====== Data shown

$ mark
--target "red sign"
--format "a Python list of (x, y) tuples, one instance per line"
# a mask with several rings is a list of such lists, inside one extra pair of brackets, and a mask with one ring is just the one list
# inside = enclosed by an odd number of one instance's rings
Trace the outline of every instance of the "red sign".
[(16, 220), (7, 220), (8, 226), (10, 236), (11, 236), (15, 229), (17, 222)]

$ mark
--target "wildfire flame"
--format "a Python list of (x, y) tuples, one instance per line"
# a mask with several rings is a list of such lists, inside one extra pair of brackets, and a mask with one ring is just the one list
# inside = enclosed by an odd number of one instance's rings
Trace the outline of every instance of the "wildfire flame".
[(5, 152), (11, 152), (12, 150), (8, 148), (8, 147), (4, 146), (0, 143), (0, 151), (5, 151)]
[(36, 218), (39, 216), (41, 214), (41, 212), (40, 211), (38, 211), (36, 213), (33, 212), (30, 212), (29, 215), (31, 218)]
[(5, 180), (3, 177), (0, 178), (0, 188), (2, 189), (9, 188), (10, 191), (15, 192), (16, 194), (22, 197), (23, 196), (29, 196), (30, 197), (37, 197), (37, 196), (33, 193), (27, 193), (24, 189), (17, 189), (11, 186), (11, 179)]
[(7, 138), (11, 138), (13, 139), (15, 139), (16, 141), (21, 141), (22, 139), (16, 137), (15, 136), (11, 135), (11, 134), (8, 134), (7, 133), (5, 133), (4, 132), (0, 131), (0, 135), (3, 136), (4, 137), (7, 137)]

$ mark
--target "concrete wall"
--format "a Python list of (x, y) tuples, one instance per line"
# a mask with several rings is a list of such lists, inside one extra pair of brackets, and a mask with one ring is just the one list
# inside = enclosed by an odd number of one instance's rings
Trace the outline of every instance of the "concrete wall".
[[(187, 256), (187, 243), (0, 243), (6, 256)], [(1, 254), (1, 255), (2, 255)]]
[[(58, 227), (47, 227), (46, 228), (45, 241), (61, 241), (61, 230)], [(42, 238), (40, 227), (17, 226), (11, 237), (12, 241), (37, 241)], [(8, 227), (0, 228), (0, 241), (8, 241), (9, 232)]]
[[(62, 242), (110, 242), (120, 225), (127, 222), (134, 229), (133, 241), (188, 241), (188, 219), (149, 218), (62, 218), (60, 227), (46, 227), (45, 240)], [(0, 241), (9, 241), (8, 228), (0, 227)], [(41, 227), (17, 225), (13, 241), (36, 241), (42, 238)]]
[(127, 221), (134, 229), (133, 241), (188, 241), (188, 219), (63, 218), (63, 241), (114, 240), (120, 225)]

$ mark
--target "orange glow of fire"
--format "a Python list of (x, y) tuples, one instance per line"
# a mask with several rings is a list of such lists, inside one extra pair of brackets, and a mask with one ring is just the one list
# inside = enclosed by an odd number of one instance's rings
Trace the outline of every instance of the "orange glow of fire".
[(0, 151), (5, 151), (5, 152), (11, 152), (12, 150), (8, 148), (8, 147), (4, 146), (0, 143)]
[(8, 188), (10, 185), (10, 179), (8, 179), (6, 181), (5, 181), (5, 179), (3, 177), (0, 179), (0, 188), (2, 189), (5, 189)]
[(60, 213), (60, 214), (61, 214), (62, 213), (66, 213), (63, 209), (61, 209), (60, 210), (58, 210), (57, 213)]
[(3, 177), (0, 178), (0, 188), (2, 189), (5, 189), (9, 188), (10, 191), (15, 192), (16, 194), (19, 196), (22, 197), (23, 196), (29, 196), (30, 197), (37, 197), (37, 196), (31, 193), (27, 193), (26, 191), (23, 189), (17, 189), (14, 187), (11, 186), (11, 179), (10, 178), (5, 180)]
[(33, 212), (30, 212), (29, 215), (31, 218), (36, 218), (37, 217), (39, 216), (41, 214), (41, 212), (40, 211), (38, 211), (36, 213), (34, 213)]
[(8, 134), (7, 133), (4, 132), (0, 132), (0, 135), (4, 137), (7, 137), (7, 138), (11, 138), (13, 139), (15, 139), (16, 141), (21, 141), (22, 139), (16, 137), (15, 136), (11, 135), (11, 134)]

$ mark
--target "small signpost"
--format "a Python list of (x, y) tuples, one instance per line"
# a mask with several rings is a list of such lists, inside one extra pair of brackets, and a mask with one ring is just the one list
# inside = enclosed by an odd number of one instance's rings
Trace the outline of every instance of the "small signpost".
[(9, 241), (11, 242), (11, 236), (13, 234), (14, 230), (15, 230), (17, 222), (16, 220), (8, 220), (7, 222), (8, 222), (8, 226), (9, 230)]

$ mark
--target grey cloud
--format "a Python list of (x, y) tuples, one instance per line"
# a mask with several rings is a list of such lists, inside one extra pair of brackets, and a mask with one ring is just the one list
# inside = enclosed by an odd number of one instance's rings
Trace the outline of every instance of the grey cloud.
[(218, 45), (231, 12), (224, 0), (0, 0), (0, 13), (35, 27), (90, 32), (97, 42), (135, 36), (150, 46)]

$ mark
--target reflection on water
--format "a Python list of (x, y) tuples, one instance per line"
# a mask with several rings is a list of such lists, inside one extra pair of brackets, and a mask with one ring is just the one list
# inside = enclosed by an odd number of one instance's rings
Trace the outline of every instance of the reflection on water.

============

To be done:
Reproduce the data above line for line, without changing a single character.

Response to the exercise:
$ mark
--target "red sign"
--format "a Python list of (x, y) tuples, one instance per line"
# a mask with several rings is a list of such lists, inside one extra pair of brackets, and a mask with one ring is just the one list
# inside = enclosed by an odd number of one instance's rings
Trace the outline of every instance of the "red sign".
[(16, 220), (7, 220), (8, 226), (10, 236), (11, 236), (15, 229), (17, 222)]

$ mark
--target "wildfire flame"
--format "a Python list of (x, y) tuples, one instance per line"
# a mask with several rings is a list of such lists, inside one extra pair of brackets, and a mask with one ring is just the one list
# inside = enclosed by an odd number of one instance's rings
Trace the outline of every instance of the "wildfire flame".
[(5, 152), (11, 152), (12, 150), (8, 148), (8, 147), (4, 146), (0, 143), (0, 151), (5, 151)]
[(36, 218), (39, 216), (41, 214), (41, 212), (40, 211), (38, 211), (36, 213), (33, 212), (30, 212), (29, 215), (31, 218)]
[(5, 180), (3, 177), (0, 178), (0, 188), (2, 189), (9, 188), (10, 191), (15, 192), (16, 194), (22, 197), (23, 196), (29, 196), (30, 197), (37, 197), (37, 196), (33, 193), (27, 193), (24, 189), (17, 189), (11, 186), (11, 179)]
[(7, 138), (11, 138), (13, 139), (15, 139), (16, 141), (21, 141), (22, 139), (16, 137), (15, 136), (11, 135), (11, 134), (8, 134), (7, 133), (5, 133), (4, 132), (0, 131), (0, 135), (3, 136), (4, 137), (7, 137)]

$ mark
--target "concrete wall"
--format "a Python list of (x, y) tuples, one instance per line"
# a mask with several rings is a list of such lists, inside one extra pair of brackets, and a mask with one ring is just the one list
# inside = enclosed by an odd number of one instance's rings
Trace the outline of every instance of the "concrete wall".
[[(187, 256), (187, 243), (0, 243), (6, 256)], [(1, 254), (1, 255), (2, 255)]]
[[(58, 227), (47, 227), (46, 228), (45, 241), (61, 241), (61, 230)], [(42, 238), (40, 227), (17, 226), (11, 237), (12, 241), (37, 241)], [(8, 227), (0, 228), (0, 241), (8, 241), (9, 232)]]
[[(62, 242), (110, 242), (120, 225), (127, 222), (134, 229), (133, 241), (188, 241), (188, 219), (149, 218), (62, 218), (60, 227), (46, 227), (45, 240)], [(0, 241), (9, 241), (8, 228), (0, 227)], [(41, 227), (17, 225), (13, 241), (36, 241), (42, 238)]]
[(127, 221), (134, 229), (133, 241), (188, 241), (188, 219), (63, 218), (63, 241), (114, 240), (120, 225)]

$ mark
--target "orange glow of fire"
--format "a Python list of (x, y) tuples, one instance per line"
# a mask with several rings is a list of such lists, inside one extra pair of brackets, and a mask with one ring is just the one list
# inside = enclosed by an odd number of one instance's rings
Trace the outline of every instance of the "orange glow of fire".
[(0, 151), (5, 151), (5, 152), (11, 152), (12, 150), (8, 148), (8, 147), (4, 146), (0, 143)]
[(8, 188), (10, 185), (10, 179), (8, 179), (6, 181), (5, 181), (5, 179), (3, 177), (0, 179), (0, 188), (2, 189), (5, 189)]
[(60, 213), (60, 214), (61, 214), (62, 213), (66, 213), (63, 209), (61, 209), (60, 210), (58, 210), (57, 213)]
[(3, 177), (0, 178), (0, 188), (2, 189), (5, 189), (9, 188), (10, 191), (15, 192), (16, 194), (19, 196), (22, 197), (23, 196), (29, 196), (30, 197), (37, 197), (37, 196), (31, 193), (27, 193), (26, 191), (23, 189), (17, 189), (14, 187), (11, 186), (11, 179), (10, 178), (5, 180)]
[(33, 212), (30, 212), (29, 215), (31, 218), (36, 218), (37, 217), (39, 216), (41, 214), (41, 212), (40, 211), (38, 211), (36, 213), (34, 213)]
[(8, 134), (7, 133), (4, 132), (0, 132), (0, 135), (4, 137), (7, 137), (7, 138), (11, 138), (13, 139), (15, 139), (16, 141), (21, 141), (22, 139), (16, 137), (15, 136), (11, 135), (11, 134)]

$ mark
--target "small signpost"
--format "a Python list of (x, y) tuples, one instance per line"
# a mask with several rings is a list of such lists, inside one extra pair of brackets, and a mask with one ring is just the one list
# inside = enclosed by an odd number of one instance's rings
Trace the outline of every instance of the "small signpost".
[(9, 241), (11, 242), (11, 236), (13, 234), (14, 230), (15, 230), (17, 222), (16, 220), (8, 220), (7, 222), (8, 222), (8, 226), (9, 230)]

$ mark
--target grey cloud
--format "a Python list of (x, y) tuples, one instance per line"
# a mask with several rings is a list of such lists, inside one extra pair of brackets, and a mask with one ring is just the one list
# inside = enclosed by an odd number of one instance's rings
Trace the outline of every instance of the grey cloud.
[(218, 45), (231, 12), (224, 0), (0, 0), (0, 13), (35, 27), (90, 32), (97, 42), (135, 36), (150, 46)]

$ mark
--target reflection on water
--format "a Python list of (x, y) tuples, one instance per line"
# a mask with several rings is a list of such lists, inside one extra pair of brackets, and a mask with one ring is just the one list
# inside = enclosed by an odd number of one instance's rings
Trace the outline of every instance of the reflection on water.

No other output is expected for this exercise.